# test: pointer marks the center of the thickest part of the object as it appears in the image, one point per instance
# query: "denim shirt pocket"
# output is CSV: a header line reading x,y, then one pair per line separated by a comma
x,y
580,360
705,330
#####
Every record listed above should be reproduced exactly.

# test: pointer marks the center of the thickest part of the object as it appears in the image, one point per instance
# query: "denim shirt pocket"
# output is CSV: a header line reading x,y, then one pair per line separated by a comma
x,y
580,360
705,330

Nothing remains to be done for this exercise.